**Übungstext**
„Banalität des Bösen“ – szenische Lesung der Eichmann-Protokolle

 

Die Generation der Beteiligten stirbt, sowohl die Überlebenden als auch die Täter des Holocaust. Wer erzählt nun den jungen Menschen von den Gräueltaten des Nazi-Regimes? Unser Geschichtslehrer Tobias Kehm hat eine beklemmend eindringliche Theaterinszenierung zum Schloss Hagerhof geholt und die Jahrgangsstufen 1010–12 dazu eingeladen. Hier sein Bericht über die szenische Lesung zu den Eichmann-Protokollen.

**Datensatz**
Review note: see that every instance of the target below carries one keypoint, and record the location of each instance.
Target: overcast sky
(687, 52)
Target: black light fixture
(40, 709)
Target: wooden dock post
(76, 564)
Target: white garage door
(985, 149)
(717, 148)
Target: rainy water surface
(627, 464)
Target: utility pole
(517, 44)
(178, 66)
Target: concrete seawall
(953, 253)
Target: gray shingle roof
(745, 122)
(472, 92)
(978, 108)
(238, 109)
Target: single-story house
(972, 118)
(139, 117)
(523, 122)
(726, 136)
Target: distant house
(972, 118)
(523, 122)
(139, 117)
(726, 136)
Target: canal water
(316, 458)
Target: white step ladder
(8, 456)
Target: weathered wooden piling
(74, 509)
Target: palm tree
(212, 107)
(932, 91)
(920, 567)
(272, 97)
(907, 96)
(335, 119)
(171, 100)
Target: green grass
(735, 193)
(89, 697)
...
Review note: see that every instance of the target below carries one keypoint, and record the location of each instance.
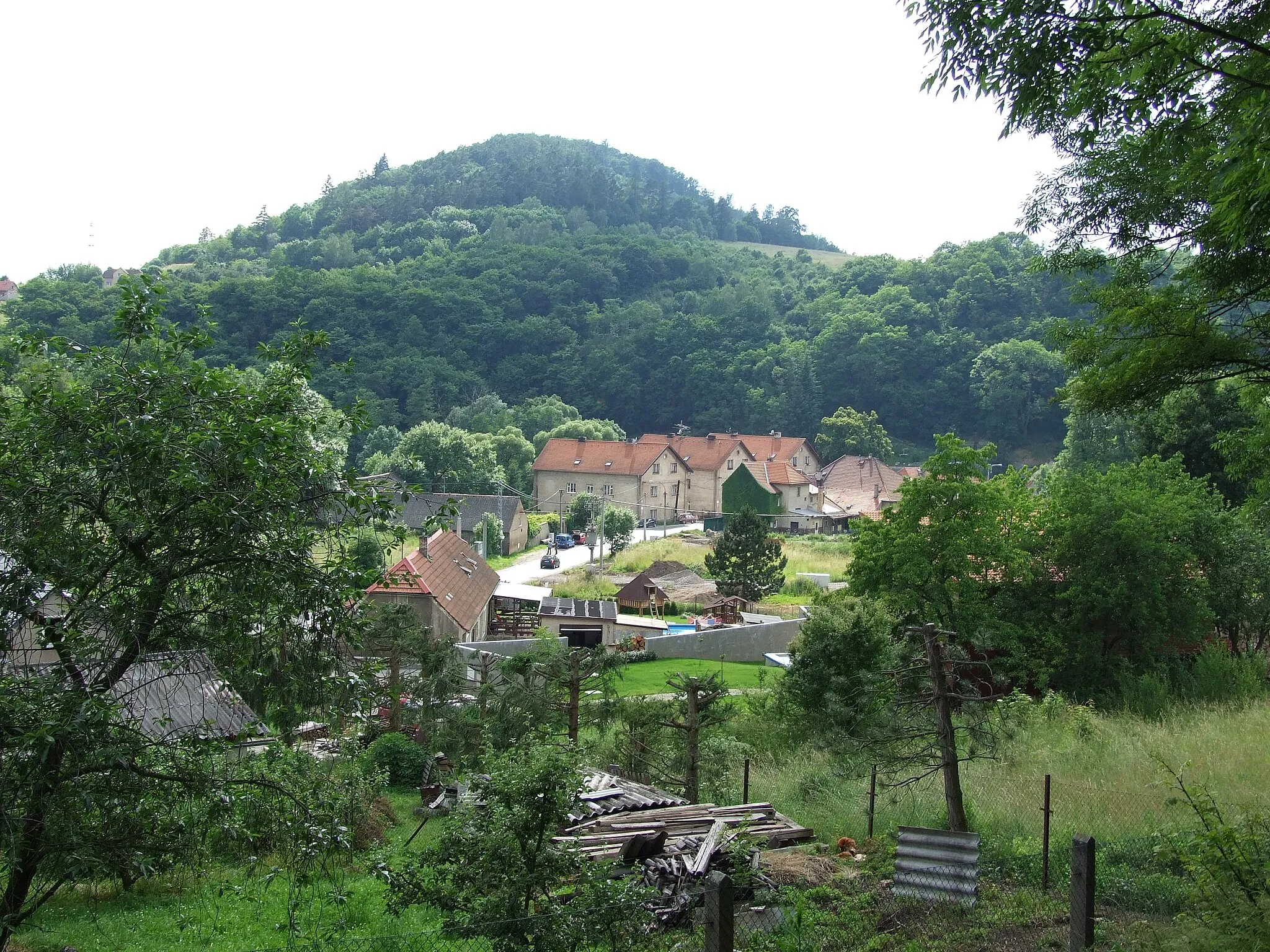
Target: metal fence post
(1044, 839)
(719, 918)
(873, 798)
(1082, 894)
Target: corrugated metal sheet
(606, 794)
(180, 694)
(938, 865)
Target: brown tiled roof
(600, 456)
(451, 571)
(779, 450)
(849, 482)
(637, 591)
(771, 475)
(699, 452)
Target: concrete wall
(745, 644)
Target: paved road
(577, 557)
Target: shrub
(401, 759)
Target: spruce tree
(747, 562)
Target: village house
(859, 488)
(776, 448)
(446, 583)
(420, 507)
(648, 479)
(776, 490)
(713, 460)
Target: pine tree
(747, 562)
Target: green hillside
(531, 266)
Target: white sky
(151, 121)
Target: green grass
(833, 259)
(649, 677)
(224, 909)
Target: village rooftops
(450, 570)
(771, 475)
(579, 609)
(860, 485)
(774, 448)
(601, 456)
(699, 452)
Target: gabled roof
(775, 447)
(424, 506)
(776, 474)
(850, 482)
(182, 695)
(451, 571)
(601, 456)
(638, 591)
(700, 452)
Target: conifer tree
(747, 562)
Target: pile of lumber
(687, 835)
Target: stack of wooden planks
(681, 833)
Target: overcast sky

**Bearbeiten Sie Folgendes**
1 - Beantworten Sie die folgenden Fragen zum Übungstext:
(a) Welche Generation stirbt laut dem Übungstext?
(b) Wer hat die Theaterinszenierung zum Schloss Hagerhof geholt?
(c) Zu welchen Protokollen findet die szenische Lesung statt?
2 - Geben Sie den Abschnitt des Übungstexts wortgetreu wieder, beginnend bei „Die Generation der“ und endend bei „zu den Eichmann-Protokollen.“.

**Lösungen der Aufgaben**
1 -
(a) Die Generation der Beteiligten, sowohl die Überlebenden als auch die Täter des Holocaust.
(b) Der Geschichtslehrer Tobias Kehm.
(c) Zu den Eichmann-Protokollen.

2 -
Die Generation der Beteiligten stirbt, sowohl die Überlebenden als auch die Täter des Holocaust. Wer erzählt nun den jungen Menschen von den Gräueltaten des Nazi-Regimes? Unser Geschichtslehrer Tobias Kehm hat eine beklemmend eindringliche Theaterinszenierung zum Schloss Hagerhof geholt und die Jahrgangsstufen 1010–12 dazu eingeladen. Hier sein Bericht über die szenische Lesung zu den Eichmann-Protokollen.